** What you have to do **
In full and without deviation, write out the entries that follow.

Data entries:

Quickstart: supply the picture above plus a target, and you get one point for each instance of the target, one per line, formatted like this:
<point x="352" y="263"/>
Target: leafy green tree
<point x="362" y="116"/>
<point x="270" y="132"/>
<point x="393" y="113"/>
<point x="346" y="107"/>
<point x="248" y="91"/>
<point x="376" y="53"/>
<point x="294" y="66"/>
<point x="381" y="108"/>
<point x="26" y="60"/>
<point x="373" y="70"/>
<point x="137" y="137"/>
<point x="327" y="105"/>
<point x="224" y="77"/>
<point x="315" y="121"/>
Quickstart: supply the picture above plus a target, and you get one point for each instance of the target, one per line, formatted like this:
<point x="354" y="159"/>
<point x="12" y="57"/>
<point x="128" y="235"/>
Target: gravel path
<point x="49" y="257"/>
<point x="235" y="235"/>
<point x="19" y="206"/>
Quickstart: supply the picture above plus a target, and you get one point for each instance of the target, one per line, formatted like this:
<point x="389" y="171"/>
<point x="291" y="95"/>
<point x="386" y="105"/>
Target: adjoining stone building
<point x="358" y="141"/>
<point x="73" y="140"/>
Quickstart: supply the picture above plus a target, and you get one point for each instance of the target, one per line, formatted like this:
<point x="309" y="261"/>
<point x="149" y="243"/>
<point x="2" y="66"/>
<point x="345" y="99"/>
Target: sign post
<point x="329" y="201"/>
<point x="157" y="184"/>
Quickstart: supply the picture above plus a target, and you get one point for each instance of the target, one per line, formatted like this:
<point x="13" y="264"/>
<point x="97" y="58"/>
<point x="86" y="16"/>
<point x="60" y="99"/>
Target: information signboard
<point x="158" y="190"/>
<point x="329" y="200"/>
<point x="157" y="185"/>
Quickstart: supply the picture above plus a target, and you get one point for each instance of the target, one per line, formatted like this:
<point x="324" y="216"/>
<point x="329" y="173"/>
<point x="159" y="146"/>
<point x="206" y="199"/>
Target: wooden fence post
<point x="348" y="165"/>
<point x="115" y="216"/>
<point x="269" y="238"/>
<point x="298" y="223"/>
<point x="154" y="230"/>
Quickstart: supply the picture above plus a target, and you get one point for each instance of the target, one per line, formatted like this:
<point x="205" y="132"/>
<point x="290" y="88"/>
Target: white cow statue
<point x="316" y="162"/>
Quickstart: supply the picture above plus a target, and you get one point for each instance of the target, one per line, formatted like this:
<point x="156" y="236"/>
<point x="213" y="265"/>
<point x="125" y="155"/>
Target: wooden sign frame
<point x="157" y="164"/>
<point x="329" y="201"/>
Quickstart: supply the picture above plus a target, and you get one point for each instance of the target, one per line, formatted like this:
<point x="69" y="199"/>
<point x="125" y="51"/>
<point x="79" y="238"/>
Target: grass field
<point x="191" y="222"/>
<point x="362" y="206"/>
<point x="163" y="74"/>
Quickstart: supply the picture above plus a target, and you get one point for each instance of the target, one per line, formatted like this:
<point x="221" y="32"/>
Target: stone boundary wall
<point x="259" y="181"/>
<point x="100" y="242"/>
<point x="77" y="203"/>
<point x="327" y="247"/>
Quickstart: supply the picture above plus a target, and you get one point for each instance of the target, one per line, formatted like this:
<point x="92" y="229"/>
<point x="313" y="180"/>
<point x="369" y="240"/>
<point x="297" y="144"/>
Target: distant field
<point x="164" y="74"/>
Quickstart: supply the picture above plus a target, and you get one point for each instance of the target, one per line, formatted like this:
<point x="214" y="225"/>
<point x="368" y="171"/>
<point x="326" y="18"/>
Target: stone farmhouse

** Exercise response **
Quickstart: supply the picture above plus a target, and you get one point for each instance of the target, one per line, formatted like this:
<point x="352" y="263"/>
Target: leafy green tree
<point x="362" y="116"/>
<point x="270" y="132"/>
<point x="393" y="113"/>
<point x="346" y="107"/>
<point x="248" y="91"/>
<point x="376" y="53"/>
<point x="294" y="66"/>
<point x="381" y="108"/>
<point x="26" y="60"/>
<point x="373" y="70"/>
<point x="137" y="137"/>
<point x="327" y="105"/>
<point x="224" y="77"/>
<point x="315" y="121"/>
Quickstart: supply the picture above plus a target, and you get one point for each instance of the target, one per line, formatted like this:
<point x="354" y="159"/>
<point x="12" y="57"/>
<point x="128" y="235"/>
Target: gravel path
<point x="49" y="257"/>
<point x="235" y="235"/>
<point x="19" y="206"/>
Quickstart: supply the picture above plus a target, and you get one point for each instance of the target, one per line, formatted like this:
<point x="389" y="171"/>
<point x="291" y="95"/>
<point x="386" y="105"/>
Target: adjoining stone building
<point x="358" y="141"/>
<point x="73" y="140"/>
Quickstart: supply the picture above plus a target, and you get one point for each instance of the target, one per line, formatted like this:
<point x="309" y="261"/>
<point x="149" y="243"/>
<point x="2" y="66"/>
<point x="345" y="99"/>
Target: sign post
<point x="329" y="201"/>
<point x="157" y="184"/>
Quickstart: supply the picture above plus a target, and you get one point for each instance of the target, one per line, formatted like this:
<point x="13" y="264"/>
<point x="97" y="58"/>
<point x="86" y="16"/>
<point x="60" y="99"/>
Target: information signboard
<point x="158" y="190"/>
<point x="329" y="200"/>
<point x="157" y="185"/>
Quickstart: supply the picture above plus a target, and you get one point for each instance of the target, one per line, formatted like this:
<point x="324" y="216"/>
<point x="329" y="173"/>
<point x="159" y="146"/>
<point x="206" y="199"/>
Target: wooden fence post
<point x="348" y="165"/>
<point x="115" y="216"/>
<point x="269" y="238"/>
<point x="298" y="223"/>
<point x="154" y="230"/>
Quickstart: supply the picture above plus a target, and you get one point for each instance of the target, one per line, formatted like this:
<point x="205" y="132"/>
<point x="290" y="88"/>
Target: white cow statue
<point x="316" y="162"/>
Quickstart: supply the picture above plus a target, and you get one point for each instance of the target, one per line, formatted like this:
<point x="156" y="236"/>
<point x="213" y="265"/>
<point x="125" y="155"/>
Target: wooden sign frame
<point x="157" y="164"/>
<point x="329" y="201"/>
Quickstart: supply the picture above plus a target, and you get one point for each instance of the target, one per line, formatted like this:
<point x="69" y="199"/>
<point x="125" y="51"/>
<point x="79" y="238"/>
Target: grass field
<point x="191" y="222"/>
<point x="362" y="206"/>
<point x="163" y="74"/>
Quickstart: supply the picture above plus a target, and you get one point for each instance of the target, one per line, formatted like this:
<point x="221" y="32"/>
Target: stone boundary wall
<point x="259" y="181"/>
<point x="100" y="242"/>
<point x="77" y="203"/>
<point x="327" y="247"/>
Quickstart: supply the picture above plus a target, and you get one point for each instance of the target, one per line, formatted like this:
<point x="92" y="229"/>
<point x="313" y="180"/>
<point x="369" y="240"/>
<point x="297" y="144"/>
Target: distant field
<point x="164" y="74"/>
Quickstart: supply the picture above plus a target, and you get one point for each instance of the target, one per line, formatted like this:
<point x="214" y="225"/>
<point x="368" y="171"/>
<point x="326" y="18"/>
Target: stone farmhouse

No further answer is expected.